What is expected -
Each line of the data below that carries the word "suit" needs to be copied.
*** Opening of Supplied material ***
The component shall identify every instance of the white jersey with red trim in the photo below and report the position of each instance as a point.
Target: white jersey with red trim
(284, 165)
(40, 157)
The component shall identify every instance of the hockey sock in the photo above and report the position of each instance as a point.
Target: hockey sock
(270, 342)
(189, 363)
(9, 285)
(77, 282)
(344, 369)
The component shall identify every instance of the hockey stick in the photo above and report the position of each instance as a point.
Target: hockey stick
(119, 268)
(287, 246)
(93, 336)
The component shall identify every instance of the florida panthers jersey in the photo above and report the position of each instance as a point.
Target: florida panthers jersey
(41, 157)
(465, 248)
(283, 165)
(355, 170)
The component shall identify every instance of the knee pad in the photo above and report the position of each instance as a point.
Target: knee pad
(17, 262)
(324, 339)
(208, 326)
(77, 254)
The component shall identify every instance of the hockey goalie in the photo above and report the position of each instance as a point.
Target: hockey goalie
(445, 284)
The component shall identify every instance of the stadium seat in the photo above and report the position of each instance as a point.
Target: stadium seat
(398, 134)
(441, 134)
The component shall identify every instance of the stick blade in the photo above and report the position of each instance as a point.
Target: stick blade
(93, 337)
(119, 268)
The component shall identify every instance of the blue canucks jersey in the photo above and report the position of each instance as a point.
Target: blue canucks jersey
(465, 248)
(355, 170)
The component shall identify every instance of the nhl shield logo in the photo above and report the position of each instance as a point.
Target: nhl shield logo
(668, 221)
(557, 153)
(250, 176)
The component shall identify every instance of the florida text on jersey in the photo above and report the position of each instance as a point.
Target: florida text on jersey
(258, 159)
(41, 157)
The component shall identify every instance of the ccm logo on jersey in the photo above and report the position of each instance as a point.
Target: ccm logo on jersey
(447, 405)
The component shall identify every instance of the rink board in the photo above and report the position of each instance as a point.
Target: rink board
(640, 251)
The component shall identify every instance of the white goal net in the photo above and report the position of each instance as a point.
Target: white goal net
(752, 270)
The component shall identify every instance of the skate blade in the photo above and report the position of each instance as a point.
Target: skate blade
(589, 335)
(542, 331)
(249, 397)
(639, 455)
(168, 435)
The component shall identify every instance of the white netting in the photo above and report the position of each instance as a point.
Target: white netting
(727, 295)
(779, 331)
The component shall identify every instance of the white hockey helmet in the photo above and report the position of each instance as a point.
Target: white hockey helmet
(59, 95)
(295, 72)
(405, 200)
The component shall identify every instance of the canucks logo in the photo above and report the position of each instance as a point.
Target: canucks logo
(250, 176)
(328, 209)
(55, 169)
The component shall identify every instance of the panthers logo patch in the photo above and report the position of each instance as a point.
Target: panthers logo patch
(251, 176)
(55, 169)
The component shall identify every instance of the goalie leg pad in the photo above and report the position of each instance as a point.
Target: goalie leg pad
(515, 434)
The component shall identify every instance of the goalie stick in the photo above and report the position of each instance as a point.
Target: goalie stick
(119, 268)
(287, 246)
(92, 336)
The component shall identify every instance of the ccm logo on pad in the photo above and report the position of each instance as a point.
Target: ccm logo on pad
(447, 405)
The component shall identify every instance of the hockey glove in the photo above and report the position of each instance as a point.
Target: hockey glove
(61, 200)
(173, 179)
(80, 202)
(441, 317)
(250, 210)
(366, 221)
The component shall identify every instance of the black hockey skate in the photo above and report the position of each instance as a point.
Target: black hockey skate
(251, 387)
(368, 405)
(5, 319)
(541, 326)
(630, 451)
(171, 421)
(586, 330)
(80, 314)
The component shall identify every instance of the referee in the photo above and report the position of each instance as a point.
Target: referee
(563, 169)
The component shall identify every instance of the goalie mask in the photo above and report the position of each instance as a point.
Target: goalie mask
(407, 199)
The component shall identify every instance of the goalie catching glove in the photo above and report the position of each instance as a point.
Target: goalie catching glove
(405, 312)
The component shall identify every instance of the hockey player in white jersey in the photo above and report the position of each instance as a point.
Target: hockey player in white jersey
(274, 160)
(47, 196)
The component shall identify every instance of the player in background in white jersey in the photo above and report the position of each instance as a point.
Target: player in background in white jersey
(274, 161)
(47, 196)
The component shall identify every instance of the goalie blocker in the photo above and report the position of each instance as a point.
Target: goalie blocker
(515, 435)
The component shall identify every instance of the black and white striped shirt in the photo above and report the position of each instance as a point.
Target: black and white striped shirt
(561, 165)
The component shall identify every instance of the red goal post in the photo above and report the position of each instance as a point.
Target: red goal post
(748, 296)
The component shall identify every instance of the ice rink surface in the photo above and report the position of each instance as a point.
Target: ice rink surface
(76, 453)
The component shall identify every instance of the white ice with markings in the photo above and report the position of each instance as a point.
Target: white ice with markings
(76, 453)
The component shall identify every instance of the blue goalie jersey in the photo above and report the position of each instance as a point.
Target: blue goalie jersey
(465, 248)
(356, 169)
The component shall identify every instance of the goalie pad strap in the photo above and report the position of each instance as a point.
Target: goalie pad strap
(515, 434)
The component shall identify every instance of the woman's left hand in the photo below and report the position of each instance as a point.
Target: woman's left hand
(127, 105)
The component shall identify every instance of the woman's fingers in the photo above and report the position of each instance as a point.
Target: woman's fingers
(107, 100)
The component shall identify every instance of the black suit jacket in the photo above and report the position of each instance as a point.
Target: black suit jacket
*** Close of Supplied material ***
Task result -
The component shall identify every instance of the black suit jacket in the photo above and report the position of each instance as a point.
Target: black suit jacket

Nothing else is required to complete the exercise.